* WHAT IS REQUIRED *
Count the lines in the entries below that contain the string "clicks", matching case exactly. Reply with the number alone.

Segmentation mask data:
◇ ◇ ◇ ◇
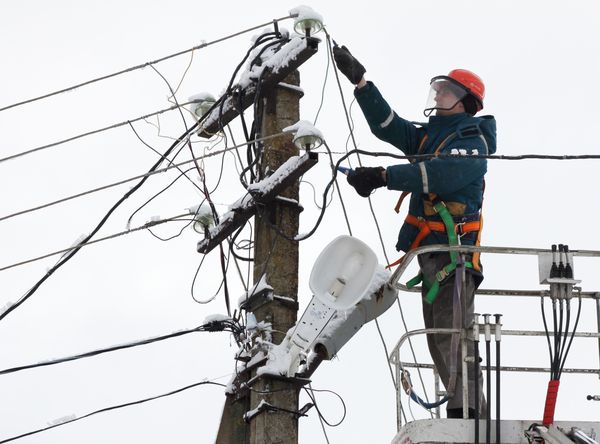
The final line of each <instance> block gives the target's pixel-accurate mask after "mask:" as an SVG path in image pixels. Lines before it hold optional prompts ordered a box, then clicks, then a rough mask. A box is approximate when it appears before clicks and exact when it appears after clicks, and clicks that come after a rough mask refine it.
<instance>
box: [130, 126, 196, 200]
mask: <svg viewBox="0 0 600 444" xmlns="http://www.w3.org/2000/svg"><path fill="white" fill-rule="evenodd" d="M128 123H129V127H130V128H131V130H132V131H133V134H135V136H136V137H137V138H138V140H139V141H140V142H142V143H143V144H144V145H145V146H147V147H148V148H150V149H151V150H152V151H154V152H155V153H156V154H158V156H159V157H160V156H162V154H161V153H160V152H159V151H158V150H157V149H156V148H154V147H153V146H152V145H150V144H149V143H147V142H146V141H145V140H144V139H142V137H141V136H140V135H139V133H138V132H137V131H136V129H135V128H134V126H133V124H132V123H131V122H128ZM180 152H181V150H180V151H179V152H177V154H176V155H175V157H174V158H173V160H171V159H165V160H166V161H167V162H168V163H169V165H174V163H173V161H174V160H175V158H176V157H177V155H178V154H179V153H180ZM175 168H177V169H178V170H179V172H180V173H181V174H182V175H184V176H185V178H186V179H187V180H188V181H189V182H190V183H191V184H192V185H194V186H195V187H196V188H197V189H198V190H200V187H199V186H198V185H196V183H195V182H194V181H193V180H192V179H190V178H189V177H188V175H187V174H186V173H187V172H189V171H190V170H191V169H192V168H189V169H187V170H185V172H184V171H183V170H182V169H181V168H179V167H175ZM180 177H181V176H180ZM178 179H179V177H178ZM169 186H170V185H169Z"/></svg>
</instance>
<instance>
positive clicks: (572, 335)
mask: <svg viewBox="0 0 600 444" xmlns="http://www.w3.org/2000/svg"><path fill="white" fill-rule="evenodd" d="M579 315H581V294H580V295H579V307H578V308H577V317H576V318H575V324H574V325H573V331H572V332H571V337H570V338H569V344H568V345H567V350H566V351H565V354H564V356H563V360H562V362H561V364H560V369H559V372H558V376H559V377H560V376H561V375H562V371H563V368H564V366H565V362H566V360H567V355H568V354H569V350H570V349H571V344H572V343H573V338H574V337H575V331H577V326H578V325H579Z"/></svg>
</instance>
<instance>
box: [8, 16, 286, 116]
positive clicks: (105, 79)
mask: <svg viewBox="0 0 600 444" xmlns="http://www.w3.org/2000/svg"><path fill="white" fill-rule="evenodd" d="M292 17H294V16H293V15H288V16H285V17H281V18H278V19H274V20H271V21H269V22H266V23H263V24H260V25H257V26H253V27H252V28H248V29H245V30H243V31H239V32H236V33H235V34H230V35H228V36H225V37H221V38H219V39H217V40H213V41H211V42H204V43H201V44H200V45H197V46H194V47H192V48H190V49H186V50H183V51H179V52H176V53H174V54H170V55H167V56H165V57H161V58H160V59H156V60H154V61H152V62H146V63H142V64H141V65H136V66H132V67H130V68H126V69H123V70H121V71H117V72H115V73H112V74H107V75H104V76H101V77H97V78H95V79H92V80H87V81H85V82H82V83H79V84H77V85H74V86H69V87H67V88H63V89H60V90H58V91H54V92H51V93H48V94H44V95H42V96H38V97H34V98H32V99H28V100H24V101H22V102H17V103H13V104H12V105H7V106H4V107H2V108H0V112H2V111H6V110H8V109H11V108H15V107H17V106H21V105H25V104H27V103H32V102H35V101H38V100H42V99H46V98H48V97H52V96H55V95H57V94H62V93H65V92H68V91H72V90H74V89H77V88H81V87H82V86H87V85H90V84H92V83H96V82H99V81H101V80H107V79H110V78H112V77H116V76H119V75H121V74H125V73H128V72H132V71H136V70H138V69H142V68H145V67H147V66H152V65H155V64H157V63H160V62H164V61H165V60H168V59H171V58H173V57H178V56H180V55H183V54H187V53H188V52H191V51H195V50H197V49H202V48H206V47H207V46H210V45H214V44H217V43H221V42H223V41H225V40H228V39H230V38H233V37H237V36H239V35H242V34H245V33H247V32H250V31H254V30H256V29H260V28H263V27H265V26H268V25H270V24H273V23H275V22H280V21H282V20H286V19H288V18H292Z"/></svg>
◇ ◇ ◇ ◇
* EXERCISE RESPONSE *
3